Stored data entries —
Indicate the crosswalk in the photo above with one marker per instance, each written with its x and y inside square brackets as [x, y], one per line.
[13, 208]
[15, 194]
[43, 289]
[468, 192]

Exercise brief — Repeat each record in full; every line must match exactly.

Response box —
Indicate the crosswalk in the photo above with one marker per instance, each written with its x and y inside square brackets as [x, y], one per line.
[13, 208]
[15, 194]
[43, 289]
[468, 192]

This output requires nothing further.